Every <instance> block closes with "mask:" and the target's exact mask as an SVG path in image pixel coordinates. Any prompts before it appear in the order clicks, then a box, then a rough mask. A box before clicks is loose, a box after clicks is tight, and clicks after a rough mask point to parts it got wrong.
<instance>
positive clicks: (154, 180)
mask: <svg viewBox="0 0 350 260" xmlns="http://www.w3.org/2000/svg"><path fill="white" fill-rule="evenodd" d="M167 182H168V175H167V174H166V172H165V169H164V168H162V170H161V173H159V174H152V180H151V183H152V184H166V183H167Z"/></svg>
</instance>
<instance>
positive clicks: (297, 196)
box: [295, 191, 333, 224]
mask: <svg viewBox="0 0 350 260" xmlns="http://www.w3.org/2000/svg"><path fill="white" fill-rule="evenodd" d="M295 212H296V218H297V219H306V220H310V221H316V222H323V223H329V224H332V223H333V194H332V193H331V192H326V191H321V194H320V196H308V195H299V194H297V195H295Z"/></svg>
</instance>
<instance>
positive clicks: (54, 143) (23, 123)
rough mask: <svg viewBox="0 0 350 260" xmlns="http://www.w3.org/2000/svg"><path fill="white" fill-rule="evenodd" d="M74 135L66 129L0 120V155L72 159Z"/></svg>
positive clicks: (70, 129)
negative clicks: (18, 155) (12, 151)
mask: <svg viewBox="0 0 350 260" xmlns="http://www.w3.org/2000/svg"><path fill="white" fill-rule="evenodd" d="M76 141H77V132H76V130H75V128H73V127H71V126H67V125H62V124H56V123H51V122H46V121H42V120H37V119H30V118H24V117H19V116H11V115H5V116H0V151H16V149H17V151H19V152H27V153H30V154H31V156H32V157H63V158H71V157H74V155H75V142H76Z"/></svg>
══════
**EXERCISE DESCRIPTION**
All lines in the listing above between the line with "box: [295, 191, 333, 224]" and the line with "positive clicks: (54, 143) (23, 123)", inclusive, should be set down exactly, and no line outside that range.

**TASK RESPONSE**
box: [295, 191, 333, 224]
mask: <svg viewBox="0 0 350 260" xmlns="http://www.w3.org/2000/svg"><path fill="white" fill-rule="evenodd" d="M295 212H296V218H297V219H306V220H310V221H316V222H323V223H329V224H332V223H333V194H332V193H331V192H326V191H321V194H320V196H308V195H299V194H297V195H295Z"/></svg>
</instance>
<instance>
positive clicks: (54, 143) (23, 123)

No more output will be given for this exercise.